§ **Provided records**:
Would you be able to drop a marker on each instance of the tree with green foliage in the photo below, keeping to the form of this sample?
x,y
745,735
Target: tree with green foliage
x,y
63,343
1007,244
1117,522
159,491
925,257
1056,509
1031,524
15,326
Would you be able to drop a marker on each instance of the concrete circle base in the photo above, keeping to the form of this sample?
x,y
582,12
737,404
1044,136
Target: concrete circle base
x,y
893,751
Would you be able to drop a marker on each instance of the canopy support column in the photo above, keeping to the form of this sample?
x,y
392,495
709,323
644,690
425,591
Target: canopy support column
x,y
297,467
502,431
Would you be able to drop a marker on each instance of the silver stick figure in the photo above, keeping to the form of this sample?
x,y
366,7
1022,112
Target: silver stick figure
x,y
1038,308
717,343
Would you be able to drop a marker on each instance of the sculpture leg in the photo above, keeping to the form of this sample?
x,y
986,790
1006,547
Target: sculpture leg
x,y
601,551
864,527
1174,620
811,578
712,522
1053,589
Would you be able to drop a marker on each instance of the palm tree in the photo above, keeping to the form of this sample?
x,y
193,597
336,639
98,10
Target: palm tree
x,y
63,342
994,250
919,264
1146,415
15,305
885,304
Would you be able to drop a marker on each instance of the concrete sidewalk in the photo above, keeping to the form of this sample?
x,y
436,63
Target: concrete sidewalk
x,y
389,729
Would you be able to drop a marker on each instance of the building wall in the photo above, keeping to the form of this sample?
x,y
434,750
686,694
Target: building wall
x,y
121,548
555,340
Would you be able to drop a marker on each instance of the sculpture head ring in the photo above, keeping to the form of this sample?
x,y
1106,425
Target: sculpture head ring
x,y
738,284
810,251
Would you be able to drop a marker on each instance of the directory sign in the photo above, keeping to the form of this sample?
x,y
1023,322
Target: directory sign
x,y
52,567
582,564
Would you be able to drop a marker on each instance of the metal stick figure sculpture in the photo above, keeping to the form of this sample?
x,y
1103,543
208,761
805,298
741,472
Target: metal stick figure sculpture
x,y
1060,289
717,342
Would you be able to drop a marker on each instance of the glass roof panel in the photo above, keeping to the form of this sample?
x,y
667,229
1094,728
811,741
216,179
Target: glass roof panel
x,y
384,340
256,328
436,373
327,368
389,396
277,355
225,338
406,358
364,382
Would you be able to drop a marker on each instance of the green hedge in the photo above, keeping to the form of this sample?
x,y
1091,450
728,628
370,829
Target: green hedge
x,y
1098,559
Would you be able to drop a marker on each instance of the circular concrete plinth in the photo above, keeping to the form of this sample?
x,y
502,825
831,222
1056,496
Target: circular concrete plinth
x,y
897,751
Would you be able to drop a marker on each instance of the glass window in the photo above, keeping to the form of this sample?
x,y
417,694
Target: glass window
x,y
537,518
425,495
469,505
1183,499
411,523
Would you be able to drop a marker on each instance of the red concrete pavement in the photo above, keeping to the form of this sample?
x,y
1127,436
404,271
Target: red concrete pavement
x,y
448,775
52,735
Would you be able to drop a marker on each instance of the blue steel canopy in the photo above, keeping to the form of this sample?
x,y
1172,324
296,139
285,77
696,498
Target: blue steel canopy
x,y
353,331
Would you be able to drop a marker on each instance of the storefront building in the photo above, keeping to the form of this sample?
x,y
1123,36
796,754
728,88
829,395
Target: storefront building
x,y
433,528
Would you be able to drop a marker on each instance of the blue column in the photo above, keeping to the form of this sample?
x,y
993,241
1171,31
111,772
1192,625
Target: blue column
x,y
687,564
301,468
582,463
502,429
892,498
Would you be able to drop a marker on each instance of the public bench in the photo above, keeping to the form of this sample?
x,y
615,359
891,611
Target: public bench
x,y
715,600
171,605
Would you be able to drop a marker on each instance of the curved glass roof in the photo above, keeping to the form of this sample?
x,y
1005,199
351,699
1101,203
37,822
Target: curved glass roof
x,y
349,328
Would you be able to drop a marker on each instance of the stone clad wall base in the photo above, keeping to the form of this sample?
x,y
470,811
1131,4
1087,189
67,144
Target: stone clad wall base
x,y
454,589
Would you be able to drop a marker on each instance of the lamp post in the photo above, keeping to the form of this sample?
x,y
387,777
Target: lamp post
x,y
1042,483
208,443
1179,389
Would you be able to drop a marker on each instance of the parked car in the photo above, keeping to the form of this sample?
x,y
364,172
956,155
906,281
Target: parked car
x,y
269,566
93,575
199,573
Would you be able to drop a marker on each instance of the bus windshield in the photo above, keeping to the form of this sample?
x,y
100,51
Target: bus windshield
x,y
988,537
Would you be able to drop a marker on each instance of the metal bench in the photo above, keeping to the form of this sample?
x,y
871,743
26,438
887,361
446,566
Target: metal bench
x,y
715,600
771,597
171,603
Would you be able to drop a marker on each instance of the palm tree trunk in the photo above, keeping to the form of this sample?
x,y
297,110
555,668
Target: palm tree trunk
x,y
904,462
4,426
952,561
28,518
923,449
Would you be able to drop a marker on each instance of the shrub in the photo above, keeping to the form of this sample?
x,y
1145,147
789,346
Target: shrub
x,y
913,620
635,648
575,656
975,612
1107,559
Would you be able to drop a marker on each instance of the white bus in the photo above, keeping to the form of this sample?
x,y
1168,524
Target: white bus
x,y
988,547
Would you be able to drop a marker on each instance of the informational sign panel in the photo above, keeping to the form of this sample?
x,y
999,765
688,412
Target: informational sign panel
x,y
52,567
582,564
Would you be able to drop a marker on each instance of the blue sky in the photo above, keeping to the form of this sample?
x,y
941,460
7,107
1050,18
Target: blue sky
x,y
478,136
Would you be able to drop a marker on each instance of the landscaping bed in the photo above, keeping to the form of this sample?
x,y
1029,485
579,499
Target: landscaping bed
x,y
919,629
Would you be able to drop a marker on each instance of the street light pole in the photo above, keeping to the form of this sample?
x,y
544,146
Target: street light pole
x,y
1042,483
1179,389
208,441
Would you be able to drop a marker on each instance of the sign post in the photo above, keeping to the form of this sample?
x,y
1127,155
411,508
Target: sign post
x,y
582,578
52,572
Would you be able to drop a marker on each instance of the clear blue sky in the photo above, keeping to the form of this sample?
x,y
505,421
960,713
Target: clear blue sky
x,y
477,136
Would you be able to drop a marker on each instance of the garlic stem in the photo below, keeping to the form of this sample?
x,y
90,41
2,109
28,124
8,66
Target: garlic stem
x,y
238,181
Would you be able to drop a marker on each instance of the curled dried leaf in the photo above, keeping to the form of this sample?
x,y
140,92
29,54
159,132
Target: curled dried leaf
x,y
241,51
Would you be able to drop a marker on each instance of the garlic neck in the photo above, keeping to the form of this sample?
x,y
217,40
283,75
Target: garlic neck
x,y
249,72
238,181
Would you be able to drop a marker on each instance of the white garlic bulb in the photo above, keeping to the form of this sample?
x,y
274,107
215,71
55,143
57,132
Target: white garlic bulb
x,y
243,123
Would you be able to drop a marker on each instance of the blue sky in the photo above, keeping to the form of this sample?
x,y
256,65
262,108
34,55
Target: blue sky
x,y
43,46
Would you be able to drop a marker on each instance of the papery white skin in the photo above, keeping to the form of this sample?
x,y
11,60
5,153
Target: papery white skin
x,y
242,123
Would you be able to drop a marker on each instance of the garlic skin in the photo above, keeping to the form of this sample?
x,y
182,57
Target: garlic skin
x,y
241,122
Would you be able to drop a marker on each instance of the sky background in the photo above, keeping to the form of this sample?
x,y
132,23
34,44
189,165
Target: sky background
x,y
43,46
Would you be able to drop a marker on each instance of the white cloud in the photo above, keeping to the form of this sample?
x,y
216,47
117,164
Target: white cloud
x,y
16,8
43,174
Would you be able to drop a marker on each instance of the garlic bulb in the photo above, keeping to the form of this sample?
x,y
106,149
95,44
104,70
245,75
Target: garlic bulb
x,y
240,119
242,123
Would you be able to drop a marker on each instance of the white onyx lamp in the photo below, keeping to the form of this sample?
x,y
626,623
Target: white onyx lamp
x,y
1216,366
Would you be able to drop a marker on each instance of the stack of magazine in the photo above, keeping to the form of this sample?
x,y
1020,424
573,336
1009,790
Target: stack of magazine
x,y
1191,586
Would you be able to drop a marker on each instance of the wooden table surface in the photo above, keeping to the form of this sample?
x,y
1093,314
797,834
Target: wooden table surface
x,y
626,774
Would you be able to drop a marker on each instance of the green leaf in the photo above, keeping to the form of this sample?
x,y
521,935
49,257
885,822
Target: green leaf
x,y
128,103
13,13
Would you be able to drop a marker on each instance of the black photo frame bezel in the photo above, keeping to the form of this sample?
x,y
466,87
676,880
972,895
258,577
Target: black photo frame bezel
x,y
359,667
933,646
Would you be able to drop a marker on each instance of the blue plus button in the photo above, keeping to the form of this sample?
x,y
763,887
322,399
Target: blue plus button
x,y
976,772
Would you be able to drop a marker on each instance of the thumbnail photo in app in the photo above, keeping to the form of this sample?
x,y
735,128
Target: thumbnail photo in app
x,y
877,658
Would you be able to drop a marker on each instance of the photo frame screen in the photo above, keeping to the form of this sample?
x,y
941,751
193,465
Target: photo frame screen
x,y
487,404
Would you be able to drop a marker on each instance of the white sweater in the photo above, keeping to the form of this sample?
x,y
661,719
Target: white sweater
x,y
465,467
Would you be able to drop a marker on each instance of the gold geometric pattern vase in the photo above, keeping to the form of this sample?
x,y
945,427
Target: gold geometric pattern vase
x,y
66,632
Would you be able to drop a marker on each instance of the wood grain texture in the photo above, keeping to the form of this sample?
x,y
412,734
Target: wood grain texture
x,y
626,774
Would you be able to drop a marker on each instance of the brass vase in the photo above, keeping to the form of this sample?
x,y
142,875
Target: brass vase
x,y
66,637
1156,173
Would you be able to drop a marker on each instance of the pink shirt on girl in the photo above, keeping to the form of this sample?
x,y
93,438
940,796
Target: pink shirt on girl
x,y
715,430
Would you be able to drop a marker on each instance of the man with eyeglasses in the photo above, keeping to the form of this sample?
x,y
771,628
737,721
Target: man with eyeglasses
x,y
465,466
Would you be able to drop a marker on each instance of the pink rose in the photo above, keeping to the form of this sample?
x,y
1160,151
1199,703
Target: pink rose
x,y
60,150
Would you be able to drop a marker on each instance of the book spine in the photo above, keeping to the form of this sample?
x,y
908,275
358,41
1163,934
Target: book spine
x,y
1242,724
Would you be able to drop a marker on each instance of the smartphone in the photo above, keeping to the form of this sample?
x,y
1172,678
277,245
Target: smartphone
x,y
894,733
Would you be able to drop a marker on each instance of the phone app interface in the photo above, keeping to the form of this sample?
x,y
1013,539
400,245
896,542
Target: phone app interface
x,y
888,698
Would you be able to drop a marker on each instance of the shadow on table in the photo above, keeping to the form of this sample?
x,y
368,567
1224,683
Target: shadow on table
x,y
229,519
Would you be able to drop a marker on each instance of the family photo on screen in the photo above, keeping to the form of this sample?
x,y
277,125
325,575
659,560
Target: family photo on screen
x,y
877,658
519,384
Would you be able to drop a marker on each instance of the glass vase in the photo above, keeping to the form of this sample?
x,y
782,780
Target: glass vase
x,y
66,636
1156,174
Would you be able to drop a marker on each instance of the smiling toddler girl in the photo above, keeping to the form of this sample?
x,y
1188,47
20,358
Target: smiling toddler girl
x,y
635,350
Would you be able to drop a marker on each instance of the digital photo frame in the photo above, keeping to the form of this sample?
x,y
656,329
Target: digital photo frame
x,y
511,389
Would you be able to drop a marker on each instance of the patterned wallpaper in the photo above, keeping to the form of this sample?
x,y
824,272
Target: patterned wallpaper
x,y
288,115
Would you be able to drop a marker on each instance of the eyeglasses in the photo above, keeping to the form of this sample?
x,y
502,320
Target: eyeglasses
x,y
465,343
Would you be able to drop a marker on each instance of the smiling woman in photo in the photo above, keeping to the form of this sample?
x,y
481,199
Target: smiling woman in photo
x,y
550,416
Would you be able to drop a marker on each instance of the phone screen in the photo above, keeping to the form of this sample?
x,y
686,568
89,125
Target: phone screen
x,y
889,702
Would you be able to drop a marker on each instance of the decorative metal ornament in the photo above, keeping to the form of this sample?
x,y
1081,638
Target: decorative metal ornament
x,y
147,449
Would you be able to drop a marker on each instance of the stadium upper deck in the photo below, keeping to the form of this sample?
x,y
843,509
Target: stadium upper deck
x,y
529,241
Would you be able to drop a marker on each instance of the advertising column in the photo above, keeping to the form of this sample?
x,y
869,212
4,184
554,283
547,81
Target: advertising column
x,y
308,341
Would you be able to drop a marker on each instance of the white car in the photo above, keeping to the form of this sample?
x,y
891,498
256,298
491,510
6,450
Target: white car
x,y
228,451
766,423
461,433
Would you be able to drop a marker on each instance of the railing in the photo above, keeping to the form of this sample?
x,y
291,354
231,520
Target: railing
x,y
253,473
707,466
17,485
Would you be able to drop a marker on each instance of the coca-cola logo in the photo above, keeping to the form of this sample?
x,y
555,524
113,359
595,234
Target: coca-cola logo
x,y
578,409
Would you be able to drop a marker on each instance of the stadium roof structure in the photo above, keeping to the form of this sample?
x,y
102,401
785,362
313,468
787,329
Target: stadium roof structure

§ **Required task**: Give back the lines above exactly, from the one with "the phone screen" through the last line.

§ **Exercise result**:
Would you be able to drop a marker on each instance of the phone screen in the photo above, keeping to the form of this sample?
x,y
686,568
89,125
Target: phone screen
x,y
889,702
Would you be able to drop a marker on each instance of the decorative metal ornament in the photo above, keeping to the form of this sample?
x,y
1081,638
Target: decorative metal ornament
x,y
147,449
Would you be able to drop a marker on each instance of the stadium upper deck in the photo below, keeping to the form of this sample?
x,y
843,509
Target: stadium upper deck
x,y
529,241
Would you be able to drop a marker on each instance of the advertising column in the photo above, keeping to the form of this sample?
x,y
869,212
4,184
554,283
547,81
Target: advertising column
x,y
308,341
Would you be able to drop a marker on each instance of the white car in the photo above, keeping to the form of this sample?
x,y
891,498
256,298
491,510
6,450
Target: white car
x,y
228,451
766,423
461,433
Would you be able to drop a marker on each instance of the railing in the photo above, keeping to the form of this sample?
x,y
291,354
231,520
Target: railing
x,y
253,473
707,466
17,485
Would you be able to drop a marker on each instance of the coca-cola logo in the photo above, keeping to the form of this sample?
x,y
555,524
113,359
595,234
Target: coca-cola logo
x,y
578,409
Would you be able to drop a marker on each instance of the stadium roof structure in the photo above, keeping to the form of this sample?
x,y
102,401
785,362
313,468
787,329
Target: stadium roof structure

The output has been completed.